** START DATA SECTION **

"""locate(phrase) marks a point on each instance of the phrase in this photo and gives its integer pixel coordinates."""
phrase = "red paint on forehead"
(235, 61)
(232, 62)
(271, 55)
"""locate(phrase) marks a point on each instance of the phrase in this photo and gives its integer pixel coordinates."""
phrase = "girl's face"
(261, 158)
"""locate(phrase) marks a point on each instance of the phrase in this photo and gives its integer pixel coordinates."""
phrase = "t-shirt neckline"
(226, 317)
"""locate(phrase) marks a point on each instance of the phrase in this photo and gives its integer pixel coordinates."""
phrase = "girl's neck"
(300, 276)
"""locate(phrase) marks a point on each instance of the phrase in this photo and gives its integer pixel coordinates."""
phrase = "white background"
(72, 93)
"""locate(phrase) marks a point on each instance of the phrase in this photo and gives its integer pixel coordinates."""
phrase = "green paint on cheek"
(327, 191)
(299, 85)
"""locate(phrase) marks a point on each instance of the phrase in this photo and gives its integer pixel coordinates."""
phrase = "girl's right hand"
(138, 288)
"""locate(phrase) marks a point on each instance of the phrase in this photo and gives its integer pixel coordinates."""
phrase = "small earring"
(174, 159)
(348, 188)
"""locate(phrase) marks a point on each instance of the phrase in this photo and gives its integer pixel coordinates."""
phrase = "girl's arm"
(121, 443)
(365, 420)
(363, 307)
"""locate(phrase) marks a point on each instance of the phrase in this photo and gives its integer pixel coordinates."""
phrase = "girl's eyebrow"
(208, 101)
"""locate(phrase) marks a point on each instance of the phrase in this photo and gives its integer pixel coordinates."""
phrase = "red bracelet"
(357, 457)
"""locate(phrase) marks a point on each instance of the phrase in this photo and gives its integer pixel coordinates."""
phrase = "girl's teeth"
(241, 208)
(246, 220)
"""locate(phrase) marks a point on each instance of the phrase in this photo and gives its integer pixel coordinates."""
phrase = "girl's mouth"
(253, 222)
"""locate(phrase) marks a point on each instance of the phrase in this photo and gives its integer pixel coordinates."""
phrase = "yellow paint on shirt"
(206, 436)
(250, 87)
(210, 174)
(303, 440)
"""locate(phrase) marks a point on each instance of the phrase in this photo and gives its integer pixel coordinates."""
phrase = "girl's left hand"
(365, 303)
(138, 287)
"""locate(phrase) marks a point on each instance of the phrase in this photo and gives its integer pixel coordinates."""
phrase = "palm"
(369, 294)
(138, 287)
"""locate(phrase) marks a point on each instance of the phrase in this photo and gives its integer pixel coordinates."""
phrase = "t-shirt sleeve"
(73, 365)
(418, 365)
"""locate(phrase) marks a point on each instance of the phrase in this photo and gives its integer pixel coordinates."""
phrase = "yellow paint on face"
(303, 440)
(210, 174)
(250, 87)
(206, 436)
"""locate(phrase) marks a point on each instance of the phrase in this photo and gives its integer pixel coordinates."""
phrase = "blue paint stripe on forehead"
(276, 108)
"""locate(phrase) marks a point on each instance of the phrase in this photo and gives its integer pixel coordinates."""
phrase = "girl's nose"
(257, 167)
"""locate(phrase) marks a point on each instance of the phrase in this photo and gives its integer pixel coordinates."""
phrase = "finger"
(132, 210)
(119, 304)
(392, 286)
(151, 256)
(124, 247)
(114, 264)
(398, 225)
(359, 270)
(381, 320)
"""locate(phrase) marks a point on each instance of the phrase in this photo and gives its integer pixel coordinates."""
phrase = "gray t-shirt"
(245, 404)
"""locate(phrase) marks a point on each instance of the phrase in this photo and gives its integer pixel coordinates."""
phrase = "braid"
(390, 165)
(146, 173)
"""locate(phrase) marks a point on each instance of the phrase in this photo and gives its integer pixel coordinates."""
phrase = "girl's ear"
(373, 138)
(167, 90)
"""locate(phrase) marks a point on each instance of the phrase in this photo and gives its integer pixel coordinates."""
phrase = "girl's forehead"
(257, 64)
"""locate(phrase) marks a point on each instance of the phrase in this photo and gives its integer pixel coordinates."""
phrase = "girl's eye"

** END DATA SECTION **

> **PROBLEM TO WORK ON**
Output an exact copy of each record.

> **RESULT FOR THIS TASK**
"""locate(phrase) marks a point on each instance of the phrase in this photo and gives its integer pixel coordinates."""
phrase = "red paint on forehead"
(235, 61)
(232, 62)
(271, 55)
"""locate(phrase) marks a point on each instance of the phrase in this photo and gives its integer pixel coordinates."""
phrase = "girl's face"
(261, 158)
"""locate(phrase) marks a point on each instance of the phrase in this photo and gives its integer pixel coordinates."""
phrase = "t-shirt neckline"
(226, 317)
"""locate(phrase) marks a point on each instance of the phrase in this photo and gives its integer pixel coordinates."""
phrase = "girl's neck"
(300, 276)
"""locate(phrase) marks a point on each instance of the phrase in this photo and gives its integer pixel coordinates."""
phrase = "white background"
(72, 93)
"""locate(phrase) marks a point on each instance of the phrase in this photo and gives its integer pixel coordinates."""
phrase = "green paint on cheek"
(327, 191)
(299, 85)
"""locate(phrase) marks a point on each instance of the phrase in this photo and gives its integer pixel coordinates."""
phrase = "girl's right hand"
(138, 288)
"""locate(phrase) marks a point on each instance of the phrase in this photo and gives its integer pixel coordinates."""
phrase = "small earring"
(174, 159)
(348, 188)
"""locate(phrase) marks a point on each instance of the phrase in this photo and gives its integer pixel coordinates."""
phrase = "girl's arm"
(121, 443)
(365, 420)
(363, 307)
"""locate(phrase) marks a point on each instance of the phrase in this photo and gives its integer pixel coordinates."""
phrase = "girl's eyebrow"
(208, 101)
"""locate(phrase) marks a point on each instance of the phrase in this photo and gives its integer pixel coordinates."""
phrase = "red bracelet"
(357, 457)
"""locate(phrase) marks a point on each instance of the phrase in this photo and gives its integer pixel coordinates."""
phrase = "girl's teeth"
(241, 208)
(246, 220)
"""locate(phrase) marks a point on each instance of the phrase in this photo and gives its integer pixel coordinates."""
phrase = "girl's mouth"
(253, 222)
"""locate(phrase) marks a point on each instance of the phrase in this photo and gives its integer pixel coordinates."""
phrase = "yellow paint on shirt"
(206, 436)
(250, 87)
(210, 174)
(303, 440)
"""locate(phrase) marks a point on each instance of the phrase in this photo and gives its integer pixel coordinates."""
phrase = "girl's left hand"
(365, 303)
(138, 287)
"""locate(phrase) marks a point on each instance of the phrase in this photo and gives its integer pixel coordinates."""
phrase = "palm"
(369, 294)
(138, 287)
"""locate(phrase) marks a point on each instance of the phrase in this photo and gives its integer pixel coordinates."""
phrase = "t-shirt sleeve"
(73, 365)
(418, 365)
"""locate(phrase) marks a point on each instance of the phrase in this photo and gives its integer pixel coordinates."""
phrase = "yellow paint on face"
(303, 440)
(210, 174)
(250, 87)
(206, 436)
"""locate(phrase) marks a point on each instance of the phrase in this photo and gives its integer pixel coordinates."""
phrase = "blue paint stripe on forehead"
(276, 108)
"""locate(phrase) marks a point on each instance of the phrase in this photo and gives its integer pixel coordinates."""
phrase = "girl's nose"
(257, 167)
"""locate(phrase) marks a point on each instance of the phrase in this photo and gives its integer pixel coordinates."""
phrase = "finger"
(132, 210)
(119, 304)
(392, 286)
(151, 256)
(124, 247)
(114, 264)
(398, 225)
(359, 270)
(381, 320)
"""locate(phrase) marks a point on each instance of the phrase in this photo and gives its integer pixel coordinates."""
phrase = "gray t-shirt"
(245, 404)
"""locate(phrase) marks a point on each instance of the phrase in this photo and gives its integer pixel coordinates."""
phrase = "braid"
(390, 165)
(146, 173)
"""locate(phrase) marks a point on each instance of the phrase in this photo and gives its integer pixel coordinates."""
phrase = "girl's ear"
(373, 138)
(167, 90)
"""locate(phrase) marks a point on each instance of the phrase in this photo and gives its integer pixel coordinates."""
phrase = "girl's forehead"
(257, 64)
"""locate(phrase) marks a point on each instance of the phrase in this photo and gives its integer pixel coordinates."""
phrase = "girl's eye"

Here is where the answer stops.